◆ **Your task**:
Exclude the pictures, then restate exactly each line of the data below from the first through the line containing "Q: Locate the small".

# # # #

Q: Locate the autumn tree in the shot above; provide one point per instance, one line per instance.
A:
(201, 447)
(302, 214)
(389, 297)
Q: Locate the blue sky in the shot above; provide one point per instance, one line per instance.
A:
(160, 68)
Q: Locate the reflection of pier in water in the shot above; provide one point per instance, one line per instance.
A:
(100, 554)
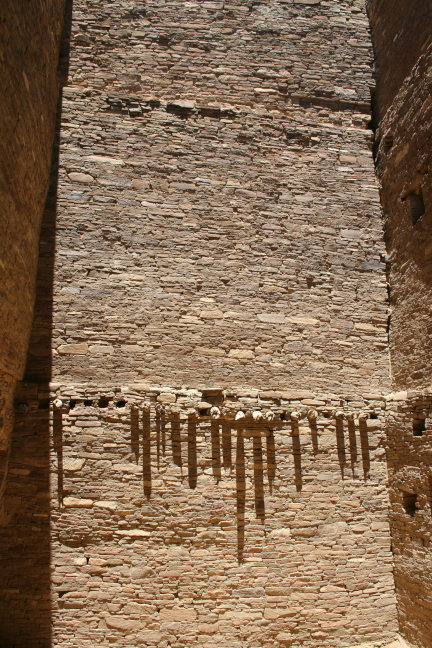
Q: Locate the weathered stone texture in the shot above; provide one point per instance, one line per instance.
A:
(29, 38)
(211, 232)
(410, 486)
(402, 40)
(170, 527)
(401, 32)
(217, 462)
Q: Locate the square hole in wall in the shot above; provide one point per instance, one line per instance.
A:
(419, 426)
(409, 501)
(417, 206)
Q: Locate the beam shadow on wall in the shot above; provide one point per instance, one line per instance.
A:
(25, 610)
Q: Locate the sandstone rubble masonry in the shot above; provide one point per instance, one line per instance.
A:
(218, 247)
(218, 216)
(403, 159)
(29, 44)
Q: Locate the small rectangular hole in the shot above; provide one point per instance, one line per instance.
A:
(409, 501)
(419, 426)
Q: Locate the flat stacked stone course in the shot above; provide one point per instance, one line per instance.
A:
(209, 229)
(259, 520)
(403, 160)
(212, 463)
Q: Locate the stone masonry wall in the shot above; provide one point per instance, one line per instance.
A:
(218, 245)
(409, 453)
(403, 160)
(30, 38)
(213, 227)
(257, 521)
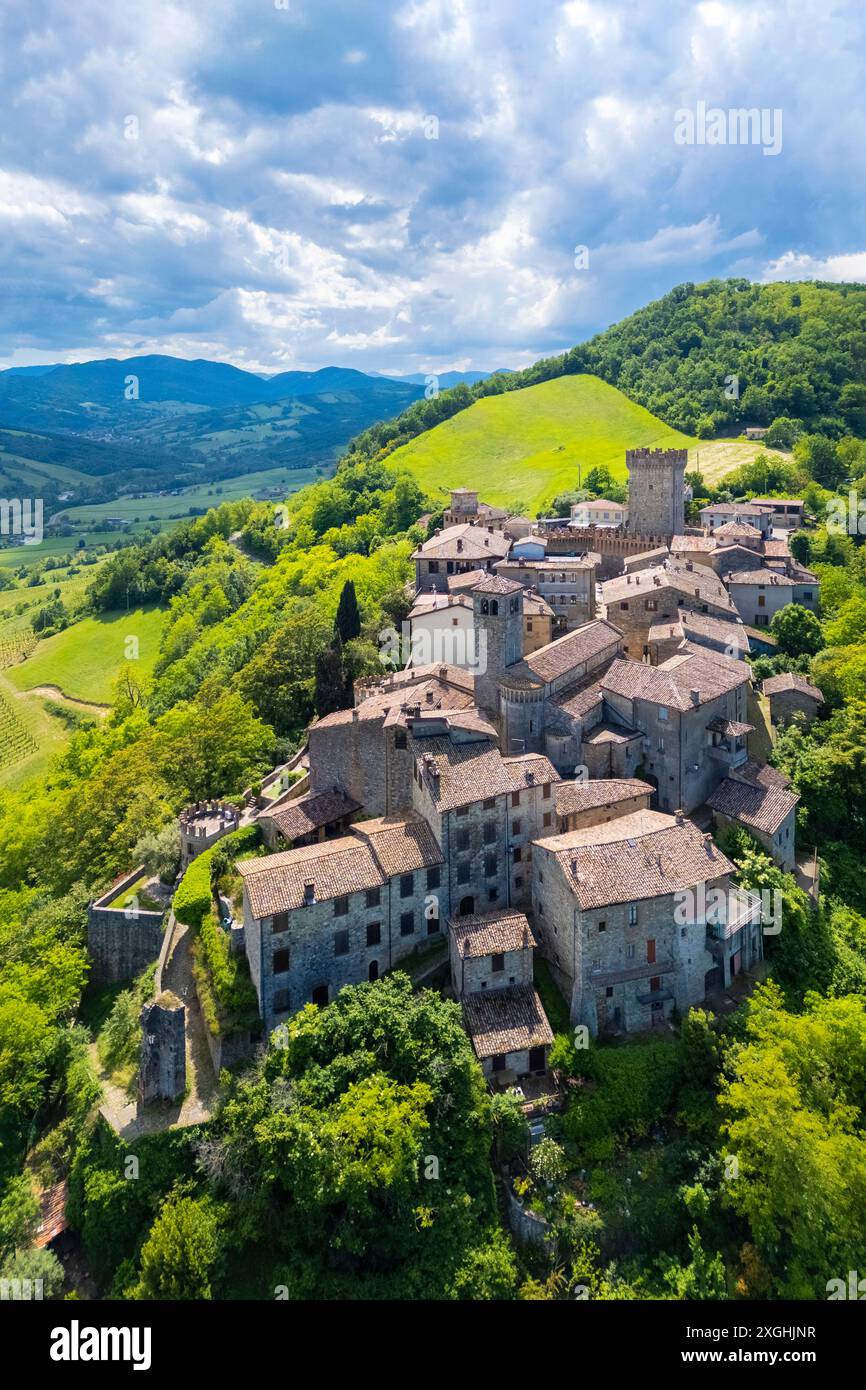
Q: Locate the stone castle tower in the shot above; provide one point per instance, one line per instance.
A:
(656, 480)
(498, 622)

# # # #

◆ **Reply to the task**:
Q: Locate the autumn tree in the shot above; provide one point per instance, one line per instance.
A:
(201, 447)
(302, 214)
(389, 297)
Q: Locate the blue sky in the shot above; provide one point per instance, one line per instance.
A:
(160, 68)
Q: Locate the reflection of pier in water in the shot above; provide one point per instance, one line per instance.
A:
(100, 554)
Q: Locate the weathered stone texture in the shot above; provide one point per instance, one line per instance.
A:
(29, 38)
(211, 232)
(410, 486)
(402, 40)
(170, 527)
(401, 32)
(217, 462)
Q: Locate the square hole in wall in the shot above; provide one point per instance, one line per instance.
A:
(419, 426)
(409, 501)
(417, 206)
Q: Locate the beam shadow on wall in the shot above; provide one point per instance, one line per instance.
A:
(25, 610)
Q: Locate the sandstone rubble masonry in the shot above; provide one point per instance, one line per instance.
A:
(218, 247)
(218, 216)
(403, 159)
(29, 44)
Q: Locate the small rectangular hole in the shot above; provide one point per instance, one line per instance.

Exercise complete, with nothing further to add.